Tâche demandée 1: Relevez dans les données chaque ligne qui contient le mot « roadside » et recopiez-la.

Extrait:

Pour la cour administrative de Lyon, le contribuable peut -pour déterminer le montant de la plus-value immobilière réalisée lors de la cession d’appartements revendus après travaux- majorer le prix d’acquisition des frais d’acquisition, des dépenses de construction et de reconstruction, des frais de voirie et réseau. Il peut le faire alors même que lesdits matériaux ont été par lui achetés à une entreprise et installés par une autre entreprise.
La position de l’administration est récusée : celle-ci soutenait que les matériaux achetés par le contribuable ne peuvent venir en majoration du prix d’acquisition…pour défaut de certitude.
L’administration développe, depuis longtemps, une interprétation indument restrictive du 4° du II e l’article 150 VB du Code général des impôts (N° Lexbase : L3213LCY) : prenant seulement en compte les matériaux dont il est justifié qu’ils ont été installés par une entreprise, l’administration refuse la médiation du contribuable-acheteur. L’achat des matériaux -directement par le contribuable- viendrait annihiler la preuve de la certitude, corrompre le processus de justification exigé par le législateur.

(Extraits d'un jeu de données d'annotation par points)

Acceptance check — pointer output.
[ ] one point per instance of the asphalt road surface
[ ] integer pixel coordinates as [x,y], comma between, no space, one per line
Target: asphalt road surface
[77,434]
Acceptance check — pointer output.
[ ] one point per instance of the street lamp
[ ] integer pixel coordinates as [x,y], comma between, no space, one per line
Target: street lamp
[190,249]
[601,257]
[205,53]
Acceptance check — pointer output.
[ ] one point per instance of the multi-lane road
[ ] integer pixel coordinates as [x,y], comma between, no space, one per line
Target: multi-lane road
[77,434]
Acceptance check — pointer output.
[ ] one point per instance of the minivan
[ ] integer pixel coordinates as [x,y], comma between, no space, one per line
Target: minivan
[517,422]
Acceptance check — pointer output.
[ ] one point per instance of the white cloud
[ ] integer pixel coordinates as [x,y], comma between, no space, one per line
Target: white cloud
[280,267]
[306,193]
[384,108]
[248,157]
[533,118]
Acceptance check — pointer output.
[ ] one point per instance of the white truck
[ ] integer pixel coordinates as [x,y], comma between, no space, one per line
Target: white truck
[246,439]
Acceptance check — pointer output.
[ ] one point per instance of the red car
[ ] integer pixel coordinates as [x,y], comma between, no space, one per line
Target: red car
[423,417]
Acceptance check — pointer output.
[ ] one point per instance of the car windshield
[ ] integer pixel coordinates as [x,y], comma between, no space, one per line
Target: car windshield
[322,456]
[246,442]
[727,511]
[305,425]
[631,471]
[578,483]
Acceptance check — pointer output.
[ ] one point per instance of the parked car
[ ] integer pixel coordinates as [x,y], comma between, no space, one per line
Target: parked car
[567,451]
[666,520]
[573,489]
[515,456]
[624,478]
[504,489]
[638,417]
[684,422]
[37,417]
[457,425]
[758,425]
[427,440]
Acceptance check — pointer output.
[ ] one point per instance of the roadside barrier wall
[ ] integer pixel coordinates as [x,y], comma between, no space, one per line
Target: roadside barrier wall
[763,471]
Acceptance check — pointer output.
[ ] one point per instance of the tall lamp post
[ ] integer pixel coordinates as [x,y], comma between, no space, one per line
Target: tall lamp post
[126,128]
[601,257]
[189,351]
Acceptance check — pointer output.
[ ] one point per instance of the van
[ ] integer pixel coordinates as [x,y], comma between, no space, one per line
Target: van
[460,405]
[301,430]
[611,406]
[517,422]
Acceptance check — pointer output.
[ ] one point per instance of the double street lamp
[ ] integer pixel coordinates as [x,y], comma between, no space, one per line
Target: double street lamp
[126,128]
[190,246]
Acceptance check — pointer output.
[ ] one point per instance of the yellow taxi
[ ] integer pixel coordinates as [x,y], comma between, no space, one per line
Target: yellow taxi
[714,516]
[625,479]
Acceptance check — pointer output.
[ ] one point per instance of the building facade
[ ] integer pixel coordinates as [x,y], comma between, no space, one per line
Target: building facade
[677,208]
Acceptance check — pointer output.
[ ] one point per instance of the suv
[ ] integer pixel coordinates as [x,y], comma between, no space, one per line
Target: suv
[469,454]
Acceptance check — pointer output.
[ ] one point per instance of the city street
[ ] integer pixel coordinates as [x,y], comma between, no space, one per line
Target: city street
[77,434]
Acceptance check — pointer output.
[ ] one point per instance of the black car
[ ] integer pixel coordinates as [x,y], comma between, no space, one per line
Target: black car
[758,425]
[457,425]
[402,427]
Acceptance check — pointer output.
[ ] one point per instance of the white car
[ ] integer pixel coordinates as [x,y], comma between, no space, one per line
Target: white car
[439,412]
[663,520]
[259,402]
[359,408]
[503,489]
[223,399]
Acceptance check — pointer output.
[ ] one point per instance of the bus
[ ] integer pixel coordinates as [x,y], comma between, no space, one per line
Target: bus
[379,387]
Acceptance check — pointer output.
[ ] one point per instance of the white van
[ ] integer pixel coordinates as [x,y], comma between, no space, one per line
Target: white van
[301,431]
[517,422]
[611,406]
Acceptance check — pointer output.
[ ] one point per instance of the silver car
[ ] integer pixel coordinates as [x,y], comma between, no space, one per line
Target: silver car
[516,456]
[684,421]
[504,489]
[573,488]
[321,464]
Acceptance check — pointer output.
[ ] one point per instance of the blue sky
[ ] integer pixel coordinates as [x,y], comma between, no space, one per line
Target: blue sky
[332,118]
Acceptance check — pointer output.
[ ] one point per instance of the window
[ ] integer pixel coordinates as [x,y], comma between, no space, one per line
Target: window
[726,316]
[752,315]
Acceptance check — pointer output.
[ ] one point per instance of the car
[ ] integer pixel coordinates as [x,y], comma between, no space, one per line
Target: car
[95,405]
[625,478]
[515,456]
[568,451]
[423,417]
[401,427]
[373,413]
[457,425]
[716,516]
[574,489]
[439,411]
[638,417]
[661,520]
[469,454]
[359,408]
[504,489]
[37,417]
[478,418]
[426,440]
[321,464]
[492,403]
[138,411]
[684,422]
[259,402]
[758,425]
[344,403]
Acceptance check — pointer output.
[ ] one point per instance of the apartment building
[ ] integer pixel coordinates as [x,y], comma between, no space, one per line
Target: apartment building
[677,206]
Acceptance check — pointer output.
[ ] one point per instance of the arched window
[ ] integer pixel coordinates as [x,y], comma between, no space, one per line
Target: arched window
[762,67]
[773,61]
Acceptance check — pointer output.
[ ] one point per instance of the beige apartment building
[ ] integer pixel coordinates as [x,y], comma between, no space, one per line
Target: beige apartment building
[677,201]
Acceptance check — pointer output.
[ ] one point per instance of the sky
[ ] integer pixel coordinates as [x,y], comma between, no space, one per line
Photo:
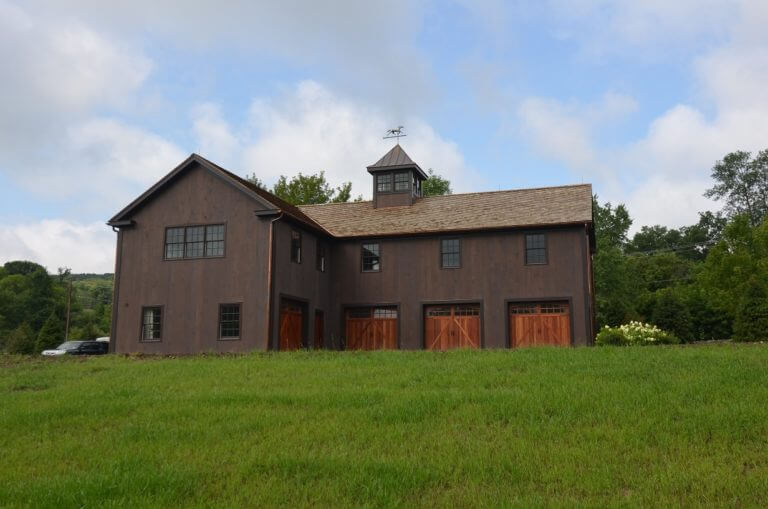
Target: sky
[101,99]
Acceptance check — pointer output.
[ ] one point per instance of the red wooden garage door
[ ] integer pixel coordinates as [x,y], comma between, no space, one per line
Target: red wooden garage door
[455,326]
[371,328]
[291,325]
[539,323]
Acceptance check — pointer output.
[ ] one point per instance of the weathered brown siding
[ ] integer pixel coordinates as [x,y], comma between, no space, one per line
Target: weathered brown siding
[300,281]
[492,272]
[190,291]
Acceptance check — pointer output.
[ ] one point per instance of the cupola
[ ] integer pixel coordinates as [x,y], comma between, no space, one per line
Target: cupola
[396,179]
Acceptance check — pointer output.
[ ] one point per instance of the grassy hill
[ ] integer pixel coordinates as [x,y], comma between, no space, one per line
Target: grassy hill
[611,426]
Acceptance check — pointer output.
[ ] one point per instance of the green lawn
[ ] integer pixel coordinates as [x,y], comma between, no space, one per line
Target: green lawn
[636,426]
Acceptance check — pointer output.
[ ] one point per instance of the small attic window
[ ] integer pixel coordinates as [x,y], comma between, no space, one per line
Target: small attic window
[384,183]
[402,181]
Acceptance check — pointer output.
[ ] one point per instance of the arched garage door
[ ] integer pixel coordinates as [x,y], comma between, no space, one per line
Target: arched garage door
[371,328]
[452,326]
[539,324]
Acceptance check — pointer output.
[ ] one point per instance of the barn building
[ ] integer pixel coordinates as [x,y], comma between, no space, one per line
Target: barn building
[208,262]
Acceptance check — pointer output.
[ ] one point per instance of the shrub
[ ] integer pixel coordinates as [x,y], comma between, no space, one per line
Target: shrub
[752,314]
[635,334]
[671,313]
[610,336]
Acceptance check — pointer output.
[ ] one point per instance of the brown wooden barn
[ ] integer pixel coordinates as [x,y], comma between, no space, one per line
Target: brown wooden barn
[208,262]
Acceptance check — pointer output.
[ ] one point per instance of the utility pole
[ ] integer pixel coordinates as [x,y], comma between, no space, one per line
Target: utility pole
[69,309]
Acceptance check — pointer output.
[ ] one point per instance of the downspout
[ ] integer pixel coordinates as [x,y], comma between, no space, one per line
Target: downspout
[270,283]
[116,291]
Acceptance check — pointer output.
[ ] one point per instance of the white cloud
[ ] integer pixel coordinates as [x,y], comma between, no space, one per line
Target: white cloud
[309,129]
[58,243]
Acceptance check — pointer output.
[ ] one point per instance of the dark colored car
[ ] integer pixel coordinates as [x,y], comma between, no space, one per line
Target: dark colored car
[79,348]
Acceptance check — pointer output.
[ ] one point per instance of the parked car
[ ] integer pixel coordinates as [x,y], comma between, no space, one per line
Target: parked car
[78,348]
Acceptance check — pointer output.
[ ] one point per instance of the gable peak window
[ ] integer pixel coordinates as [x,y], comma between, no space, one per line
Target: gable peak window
[535,249]
[450,253]
[151,323]
[295,246]
[198,241]
[320,256]
[384,182]
[371,257]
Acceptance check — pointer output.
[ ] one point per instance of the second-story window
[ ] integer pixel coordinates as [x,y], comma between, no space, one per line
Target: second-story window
[320,256]
[151,323]
[450,253]
[295,246]
[194,241]
[384,182]
[371,257]
[402,181]
[535,249]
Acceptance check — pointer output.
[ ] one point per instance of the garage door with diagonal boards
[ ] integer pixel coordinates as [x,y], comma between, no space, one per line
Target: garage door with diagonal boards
[291,325]
[452,326]
[539,324]
[371,328]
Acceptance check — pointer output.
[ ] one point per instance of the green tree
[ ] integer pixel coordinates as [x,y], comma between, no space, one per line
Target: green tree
[742,182]
[435,185]
[615,290]
[671,313]
[51,333]
[21,340]
[310,189]
[751,322]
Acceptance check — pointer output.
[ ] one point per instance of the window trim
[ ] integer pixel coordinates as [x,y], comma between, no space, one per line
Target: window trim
[440,253]
[362,262]
[546,248]
[141,323]
[300,253]
[408,178]
[184,244]
[390,177]
[320,246]
[239,305]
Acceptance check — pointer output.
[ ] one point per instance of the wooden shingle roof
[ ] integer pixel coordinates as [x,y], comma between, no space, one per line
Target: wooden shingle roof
[546,206]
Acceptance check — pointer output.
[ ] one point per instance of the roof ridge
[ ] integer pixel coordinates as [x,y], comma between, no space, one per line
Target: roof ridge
[519,189]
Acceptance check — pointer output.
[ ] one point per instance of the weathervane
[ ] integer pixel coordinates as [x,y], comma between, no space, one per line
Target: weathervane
[396,132]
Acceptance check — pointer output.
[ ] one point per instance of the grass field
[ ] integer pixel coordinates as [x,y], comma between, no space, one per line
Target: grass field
[655,426]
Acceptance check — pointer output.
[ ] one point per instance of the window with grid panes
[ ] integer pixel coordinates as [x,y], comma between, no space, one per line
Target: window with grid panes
[450,253]
[370,257]
[384,182]
[295,246]
[229,321]
[151,323]
[194,241]
[402,181]
[535,249]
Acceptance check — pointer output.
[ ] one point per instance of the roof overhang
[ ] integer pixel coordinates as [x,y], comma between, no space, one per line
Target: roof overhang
[414,167]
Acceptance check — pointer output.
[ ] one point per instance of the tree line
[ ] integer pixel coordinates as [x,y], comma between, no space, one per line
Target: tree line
[701,282]
[708,280]
[39,310]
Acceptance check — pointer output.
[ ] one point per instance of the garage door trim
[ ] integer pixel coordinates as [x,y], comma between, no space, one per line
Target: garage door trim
[352,305]
[455,302]
[507,302]
[304,322]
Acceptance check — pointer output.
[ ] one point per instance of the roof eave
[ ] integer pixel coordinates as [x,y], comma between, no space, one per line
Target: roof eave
[374,169]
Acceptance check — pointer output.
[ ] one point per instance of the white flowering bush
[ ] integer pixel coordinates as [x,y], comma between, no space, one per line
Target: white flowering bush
[634,334]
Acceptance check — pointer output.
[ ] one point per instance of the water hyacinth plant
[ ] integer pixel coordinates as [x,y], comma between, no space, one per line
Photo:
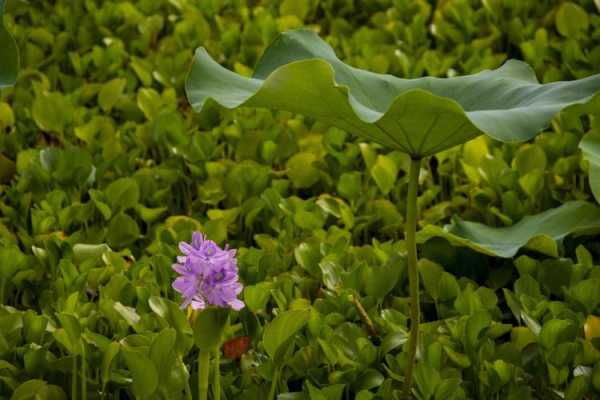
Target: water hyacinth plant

Tâche demandée 2: Traduisez en anglais cette phrase de l'extrait sur la plus-value immobilière : « L’achat des matériaux -directement par le contribuable- viendrait annihiler la preuve de la certitude, corrompre le processus de justification exigé par le législateur. »

Réponse 1:
[ ] one point per instance of the roadside barrier wall
Target: roadside barrier wall

Réponse 2: The purchase of the materials—directly by the taxpayer—would annihilate the proof of certainty and corrupt the process of justification required by the legislator.